→ 課題 1
次の(a)〜(c)の記述が本文の内容と合っているかどうかを判断してください。それぞれ「はい」か「いいえ」で答え、判断の根拠となる本文の言葉をそのまま引用してください。
(a) 当時のユダヤには1万8千人から2万人の祭司がいたと言われている。
(b) 天使を見たザカリアは喜びに満たされた。
(c) 沈黙の期間の後、ザカリアが最初に口にした言葉は「ほめたたえよ」だった。
→ 課題 2
本文の「この時代、ユダヤには」で始まる段落を、主な事実を残したまま箇条書きにまとめてください。
→ 課題 3
本文について、次の問いに答えてください。
(a) ザカリアの沈黙と黙想の日々はどれくらい続きましたか。
(b) ある人は、天使が現れた場面のザカリアの様子をどのように語りましたか。
(c) 本文によれば、イエスさまの教えを一言で言うと何ですか。

私は、この夫婦がこの沈黙の期間、どんなに深く神さまの恵みを味わったことかと思います。その証拠に10カ月にわたる黙想の日々の後、ザカリアの口から飛び出した第一声、それは、「ほめたたえよ」という言葉でした。ザカリアはこの沈黙の期間、天使の言葉の一字一句を味わったに違いない。妻と共にその恵みの時を共有した。ある牧師が、「教会の礼拝は、私たちの知恵が黙る時であり、教会とは私たちが沈黙を学ぶところだ」と語ったそうです。なるほど、と思いました。彼らの息子ヨハネが成人し、洗礼者ヨハネとして世に出た後、それに続くようにイエスさまも公生涯を始めます。イエスさまは多くの教えをお語りになったわけですが、その教えを一言で言えば、「神の御心がなるように」ということです。自分の願うところではなく、神さまの願うことが成就するということでした。

Ⅲ.礼拝を守っているのに、礼拝のリアルな恵みを期待していない?

この時代、ユダヤには1万8千人から2万人の祭司がいたと言われています。その中からたった一人が当番に選ばれるのは物凄く低い確率でしょう。それがザカリアに起こりました。そしてこの務めはとても重要で、なおかつ光栄なものでした。だからこそ緊張する務めでもありました。「間違いのないよう、一つひとつが順序正しく滞ることなく執り行うことができるように」というところから来る緊張です。私は牧師をしていますので少し分かるような気がします。このように考えますと、ある意味で祭司という務めは決まったことを決まった通りに行う仕事です。それゆえ保守的にならざるを得ません。ですから当時、祭司は型通りのやり方しかできない人というレッテルを貼られ批判されることもあったようです。
そうした祭司ザカリアが緊張感をもって儀式を進めていた時、天使が現れたのです。それを見た彼は不安になり恐怖の念に襲われました。考えてみれば、これは皮肉な話です。この時ザカリアは、目に見ることは出来ませんが、生ける神の御前に出ていたはずです。その祭司たるザカリア先生が、生ける神さまの臨在に触れた時に、不安になったのですから。
ある人は、この場面のザカリアの様子を「ザカリアの手順が狂った。神が邪魔をされた」と語ったそうです。神さまに邪魔されたので慌ててしまった。順序正しく滞ることなくやろうとしていた。ところが間違いをしでかしたので慌てたのではありません。誰かに邪魔されたからです。他でもない神さまが入り込んで来られたからなのです。ここでザカリアは慌て戸惑っています。何十年と神に仕えてきたベテラン祭司のザカリアが、神のリアルな働きに触れ、おじ惑っている。本当に滑稽です。でも私たちは、こうしたザカリアを笑えるでしょうか。これは私たち一人ひとりに関わる問題だと思うのです。

→ データ記録
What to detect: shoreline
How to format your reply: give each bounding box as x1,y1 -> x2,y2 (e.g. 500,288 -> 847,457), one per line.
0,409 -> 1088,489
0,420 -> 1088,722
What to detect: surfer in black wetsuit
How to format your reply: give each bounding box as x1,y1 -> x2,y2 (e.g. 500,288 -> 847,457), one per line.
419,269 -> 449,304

---

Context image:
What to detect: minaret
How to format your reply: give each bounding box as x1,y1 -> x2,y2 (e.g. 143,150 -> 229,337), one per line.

...

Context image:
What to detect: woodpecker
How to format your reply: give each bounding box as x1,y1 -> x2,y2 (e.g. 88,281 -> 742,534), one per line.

→ 解答 1
(a) はい。「この時代、ユダヤには1万8千人から2万人の祭司がいたと言われています。」
(b) いいえ。「それを見た彼は不安になり恐怖の念に襲われました。」
(c) はい。「ザカリアの口から飛び出した第一声、それは、「ほめたたえよ」という言葉でした。」

→ 解答 2
- ユダヤには1万8千人から2万人の祭司がいたと言われ、その中から一人が当番に選ばれる確率は非常に低かったが、それがザカリアに起こった。
- この務めは重要で光栄なものであり、順序正しく滞りなく執り行わなければならないという緊張を伴った。
- 筆者は牧師として、その緊張が少し分かる気がすると述べている。
- 祭司の務めは決まったことを決まった通りに行う仕事であるため、保守的にならざるを得なかった。
- そのため当時の祭司は、型通りのやり方しかできない人と批判されることもあったようだ。

→ 解答 3
(a) 10カ月です。
(b) 「ザカリアの手順が狂った。神が邪魔をされた」と語りました。
(c) 「神の御心がなるように」ということです。